Je ne suis pas entré en cinéma pour faire du cinéma. Mais j’estime que je peux apporter quelque chose. C’est pourquoi j’ai mis beaucoup plus de temps. C’était un gros bébé, car je ne voulais pas faire la fiction du documentaire. Ce dernier est assez costaud, dur, je voulais le dépasser et dépasser la dimension historique. Je voulais apporter ma plus-value. Comme ces personnages étaient assez extraordinaires avec leur fragilité, leur vulnérabilité, je n’ai pas de héros dans mon film. Ce n’est pas les héros américains, ou français qui sont dans le nationalisme, le patriotisme, le territorialisme ; tout cela n’est que de la supercherie. Eux sont très vulnérables, fragiles malgré qu’ils aient joué un rôle.
C’est vrai que j’arrête l'action du film au début de la guerre, mais j’aurais pu continuer car, dans le documentaire [La couleur du sacrifice] on le dit bien, sans l’apport des colonies dont notamment de l’Afrique, 945 000 hommes, il n’y a pas de libération. C’est une donnée historique fondamentale dont on ne parle jamais. C’est simple, s’il n’y avait pas cette armée d’Afrique, subsaharienne et maghrébine, il n’y aurait pas de libération. On le dit dans le documentaire, très peu de journalistes d’investigation ou d’historiens le disent. Parce qu’ils ne peuvent pas le dire, certains qui l’ont dit ont été virés de leur structure. C’est vraiment scandaleux, que ce soit en Europe ou en Afrique, qu’on ne transmet pas cette histoire. Il y a une sorte d’intérêt général à ne pas parler de cette histoire, parce qu’on a donné, utilisé, sacrifié, massacré des gamins majoritairement et cela on ne peut pas le dire. Voilà pourquoi ce n’est pas évident de réaliser ces deux films, notamment Les hommes d'argile qui était beaucoup plus difficile et ambitieux.
Était-ce une nécessité, à votre niveau, de réaliser ce film?

* [Items]:
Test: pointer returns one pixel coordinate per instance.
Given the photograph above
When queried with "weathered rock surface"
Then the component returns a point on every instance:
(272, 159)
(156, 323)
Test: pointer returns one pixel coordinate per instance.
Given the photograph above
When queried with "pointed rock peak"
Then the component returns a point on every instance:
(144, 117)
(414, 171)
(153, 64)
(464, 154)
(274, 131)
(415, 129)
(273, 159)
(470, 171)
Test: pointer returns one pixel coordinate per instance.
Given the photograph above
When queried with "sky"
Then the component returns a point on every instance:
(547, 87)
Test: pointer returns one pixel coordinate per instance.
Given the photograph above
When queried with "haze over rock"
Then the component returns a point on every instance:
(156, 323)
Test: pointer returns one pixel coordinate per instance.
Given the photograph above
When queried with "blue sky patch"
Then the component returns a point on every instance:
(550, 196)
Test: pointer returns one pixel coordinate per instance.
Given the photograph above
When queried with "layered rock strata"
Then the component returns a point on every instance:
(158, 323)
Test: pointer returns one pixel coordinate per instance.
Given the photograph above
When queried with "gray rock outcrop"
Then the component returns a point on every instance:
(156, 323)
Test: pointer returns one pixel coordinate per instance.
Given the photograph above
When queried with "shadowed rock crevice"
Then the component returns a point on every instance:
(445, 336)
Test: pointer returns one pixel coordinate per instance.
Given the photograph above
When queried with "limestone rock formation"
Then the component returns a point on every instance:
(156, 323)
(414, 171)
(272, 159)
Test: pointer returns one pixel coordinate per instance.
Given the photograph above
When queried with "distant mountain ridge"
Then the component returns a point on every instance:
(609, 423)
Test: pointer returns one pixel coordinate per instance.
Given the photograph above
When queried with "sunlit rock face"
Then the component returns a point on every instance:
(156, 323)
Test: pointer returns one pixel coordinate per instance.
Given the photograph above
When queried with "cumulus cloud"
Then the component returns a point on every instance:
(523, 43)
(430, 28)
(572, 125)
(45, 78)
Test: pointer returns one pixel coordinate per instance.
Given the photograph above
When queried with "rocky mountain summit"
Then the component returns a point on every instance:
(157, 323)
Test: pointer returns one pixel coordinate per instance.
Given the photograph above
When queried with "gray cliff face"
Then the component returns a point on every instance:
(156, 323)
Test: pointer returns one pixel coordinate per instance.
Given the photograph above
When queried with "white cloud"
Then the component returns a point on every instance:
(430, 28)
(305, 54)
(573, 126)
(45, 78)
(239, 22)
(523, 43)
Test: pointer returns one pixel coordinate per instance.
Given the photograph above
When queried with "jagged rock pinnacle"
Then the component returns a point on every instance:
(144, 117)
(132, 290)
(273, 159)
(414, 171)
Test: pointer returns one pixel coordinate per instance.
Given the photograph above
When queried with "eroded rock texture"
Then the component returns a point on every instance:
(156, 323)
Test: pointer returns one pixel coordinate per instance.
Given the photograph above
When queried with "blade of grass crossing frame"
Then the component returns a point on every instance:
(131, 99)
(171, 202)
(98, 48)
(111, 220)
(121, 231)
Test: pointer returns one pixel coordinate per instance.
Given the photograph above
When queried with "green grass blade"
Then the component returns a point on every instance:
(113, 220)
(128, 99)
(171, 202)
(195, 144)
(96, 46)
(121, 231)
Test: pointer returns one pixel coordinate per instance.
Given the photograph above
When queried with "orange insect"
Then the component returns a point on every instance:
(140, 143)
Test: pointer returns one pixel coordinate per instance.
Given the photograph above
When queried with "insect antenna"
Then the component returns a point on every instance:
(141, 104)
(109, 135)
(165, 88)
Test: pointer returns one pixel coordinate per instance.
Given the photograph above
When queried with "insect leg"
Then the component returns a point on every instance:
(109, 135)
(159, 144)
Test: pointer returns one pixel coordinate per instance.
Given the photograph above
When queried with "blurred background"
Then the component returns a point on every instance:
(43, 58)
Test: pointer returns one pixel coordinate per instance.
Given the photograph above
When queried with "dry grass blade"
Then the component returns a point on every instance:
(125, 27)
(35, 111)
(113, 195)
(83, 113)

* * *

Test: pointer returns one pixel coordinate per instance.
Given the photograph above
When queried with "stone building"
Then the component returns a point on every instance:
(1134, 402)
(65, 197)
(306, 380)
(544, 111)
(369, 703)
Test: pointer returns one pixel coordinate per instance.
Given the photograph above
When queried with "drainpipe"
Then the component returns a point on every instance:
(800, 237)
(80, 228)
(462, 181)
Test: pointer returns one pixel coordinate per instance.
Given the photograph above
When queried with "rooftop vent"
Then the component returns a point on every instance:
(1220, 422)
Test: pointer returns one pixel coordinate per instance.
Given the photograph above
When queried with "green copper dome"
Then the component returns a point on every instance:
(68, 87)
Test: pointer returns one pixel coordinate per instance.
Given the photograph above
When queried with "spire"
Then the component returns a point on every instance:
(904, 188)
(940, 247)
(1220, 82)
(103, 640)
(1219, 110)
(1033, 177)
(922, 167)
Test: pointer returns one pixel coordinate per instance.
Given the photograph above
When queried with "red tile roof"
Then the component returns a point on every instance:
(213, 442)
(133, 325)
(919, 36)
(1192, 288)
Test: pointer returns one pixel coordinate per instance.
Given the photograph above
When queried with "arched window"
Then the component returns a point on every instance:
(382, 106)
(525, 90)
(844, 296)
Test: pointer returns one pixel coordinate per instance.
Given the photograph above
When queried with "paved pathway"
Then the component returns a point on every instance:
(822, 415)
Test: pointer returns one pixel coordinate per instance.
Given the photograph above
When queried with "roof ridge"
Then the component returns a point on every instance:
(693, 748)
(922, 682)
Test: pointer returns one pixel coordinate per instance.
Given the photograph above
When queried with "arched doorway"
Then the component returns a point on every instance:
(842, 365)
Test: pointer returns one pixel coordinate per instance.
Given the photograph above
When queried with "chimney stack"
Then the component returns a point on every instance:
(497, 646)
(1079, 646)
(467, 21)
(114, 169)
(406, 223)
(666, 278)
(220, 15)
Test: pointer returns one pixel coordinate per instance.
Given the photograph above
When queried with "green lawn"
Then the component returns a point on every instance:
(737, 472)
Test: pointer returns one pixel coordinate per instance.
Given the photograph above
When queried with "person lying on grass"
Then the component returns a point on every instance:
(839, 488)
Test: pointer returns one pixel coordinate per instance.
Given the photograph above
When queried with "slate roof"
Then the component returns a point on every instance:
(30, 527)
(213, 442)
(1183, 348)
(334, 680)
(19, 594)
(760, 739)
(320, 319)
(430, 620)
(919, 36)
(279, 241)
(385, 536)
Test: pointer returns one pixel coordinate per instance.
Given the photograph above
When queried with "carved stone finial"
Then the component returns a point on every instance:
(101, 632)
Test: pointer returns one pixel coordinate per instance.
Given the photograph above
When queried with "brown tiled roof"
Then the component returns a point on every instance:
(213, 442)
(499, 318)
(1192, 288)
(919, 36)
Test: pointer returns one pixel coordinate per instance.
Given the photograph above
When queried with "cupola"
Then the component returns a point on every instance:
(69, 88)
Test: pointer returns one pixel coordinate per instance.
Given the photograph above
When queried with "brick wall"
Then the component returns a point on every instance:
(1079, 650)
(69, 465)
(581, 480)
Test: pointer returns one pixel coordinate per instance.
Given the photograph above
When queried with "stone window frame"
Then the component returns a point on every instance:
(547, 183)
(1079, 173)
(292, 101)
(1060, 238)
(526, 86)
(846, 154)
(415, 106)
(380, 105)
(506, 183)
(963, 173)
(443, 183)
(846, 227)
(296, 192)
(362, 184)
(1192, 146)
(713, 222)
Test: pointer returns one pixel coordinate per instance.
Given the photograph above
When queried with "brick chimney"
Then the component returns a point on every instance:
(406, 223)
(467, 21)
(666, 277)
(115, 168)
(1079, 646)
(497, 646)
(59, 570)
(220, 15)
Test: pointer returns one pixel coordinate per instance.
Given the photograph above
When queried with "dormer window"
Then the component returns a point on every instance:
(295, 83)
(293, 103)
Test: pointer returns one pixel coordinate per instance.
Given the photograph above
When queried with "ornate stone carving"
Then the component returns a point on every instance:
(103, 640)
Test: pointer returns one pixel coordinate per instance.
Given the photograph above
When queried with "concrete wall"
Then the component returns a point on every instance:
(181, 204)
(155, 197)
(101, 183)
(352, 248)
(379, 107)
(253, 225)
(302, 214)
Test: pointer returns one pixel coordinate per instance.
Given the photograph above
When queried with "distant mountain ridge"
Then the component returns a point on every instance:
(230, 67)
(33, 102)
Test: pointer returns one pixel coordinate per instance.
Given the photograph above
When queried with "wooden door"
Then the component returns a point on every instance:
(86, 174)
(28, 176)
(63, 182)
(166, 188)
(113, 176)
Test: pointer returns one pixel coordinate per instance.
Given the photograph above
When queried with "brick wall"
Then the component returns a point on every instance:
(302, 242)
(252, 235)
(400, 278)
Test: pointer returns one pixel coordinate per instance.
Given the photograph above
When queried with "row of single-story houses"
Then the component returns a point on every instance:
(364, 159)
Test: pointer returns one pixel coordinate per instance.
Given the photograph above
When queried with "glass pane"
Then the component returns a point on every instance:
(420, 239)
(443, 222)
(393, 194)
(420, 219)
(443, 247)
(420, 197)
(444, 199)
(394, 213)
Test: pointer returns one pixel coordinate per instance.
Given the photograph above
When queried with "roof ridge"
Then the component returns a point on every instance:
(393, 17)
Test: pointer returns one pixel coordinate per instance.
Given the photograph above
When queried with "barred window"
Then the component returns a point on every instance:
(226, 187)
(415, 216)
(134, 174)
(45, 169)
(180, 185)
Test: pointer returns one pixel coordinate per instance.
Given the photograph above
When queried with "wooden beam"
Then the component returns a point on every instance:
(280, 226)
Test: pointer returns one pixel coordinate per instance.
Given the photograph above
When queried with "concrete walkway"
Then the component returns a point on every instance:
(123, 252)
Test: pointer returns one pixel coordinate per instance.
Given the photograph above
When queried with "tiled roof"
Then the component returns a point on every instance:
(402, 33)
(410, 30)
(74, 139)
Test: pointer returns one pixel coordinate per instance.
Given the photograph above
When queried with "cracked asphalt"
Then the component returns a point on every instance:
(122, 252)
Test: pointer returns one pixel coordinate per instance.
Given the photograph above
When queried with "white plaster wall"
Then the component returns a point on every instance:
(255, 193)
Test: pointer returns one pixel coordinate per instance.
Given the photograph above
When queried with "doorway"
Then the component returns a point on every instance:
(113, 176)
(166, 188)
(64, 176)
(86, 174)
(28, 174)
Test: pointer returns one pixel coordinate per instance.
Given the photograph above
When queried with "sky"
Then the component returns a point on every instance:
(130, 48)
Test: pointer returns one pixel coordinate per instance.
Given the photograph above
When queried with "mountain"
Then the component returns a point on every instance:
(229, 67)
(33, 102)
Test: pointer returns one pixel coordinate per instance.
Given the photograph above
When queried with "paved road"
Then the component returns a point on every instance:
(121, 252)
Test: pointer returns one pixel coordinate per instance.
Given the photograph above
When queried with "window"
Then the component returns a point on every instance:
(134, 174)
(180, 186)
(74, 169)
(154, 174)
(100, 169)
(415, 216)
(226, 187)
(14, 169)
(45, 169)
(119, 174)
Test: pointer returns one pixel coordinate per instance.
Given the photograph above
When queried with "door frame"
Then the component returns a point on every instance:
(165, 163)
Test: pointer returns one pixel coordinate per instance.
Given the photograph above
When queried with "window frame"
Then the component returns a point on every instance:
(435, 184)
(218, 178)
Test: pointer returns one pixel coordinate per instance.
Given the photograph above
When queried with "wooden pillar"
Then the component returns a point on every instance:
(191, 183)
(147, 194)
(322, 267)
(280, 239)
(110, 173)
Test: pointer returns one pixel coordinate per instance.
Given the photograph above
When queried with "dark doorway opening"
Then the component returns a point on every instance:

* [Détails du problème]:
Recopiez à l'identique le passage de l'entretien sur le film allant de « Je ne suis pas » jusqu'à « joué un rôle. » inclus.

* [Solution de la tâche]:
Je ne suis pas entré en cinéma pour faire du cinéma. Mais j’estime que je peux apporter quelque chose. C’est pourquoi j’ai mis beaucoup plus de temps. C’était un gros bébé, car je ne voulais pas faire la fiction du documentaire. Ce dernier est assez costaud, dur, je voulais le dépasser et dépasser la dimension historique. Je voulais apporter ma plus-value. Comme ces personnages étaient assez extraordinaires avec leur fragilité, leur vulnérabilité, je n’ai pas de héros dans mon film. Ce n’est pas les héros américains, ou français qui sont dans le nationalisme, le patriotisme, le territorialisme ; tout cela n’est que de la supercherie. Eux sont très vulnérables, fragiles malgré qu’ils aient joué un rôle.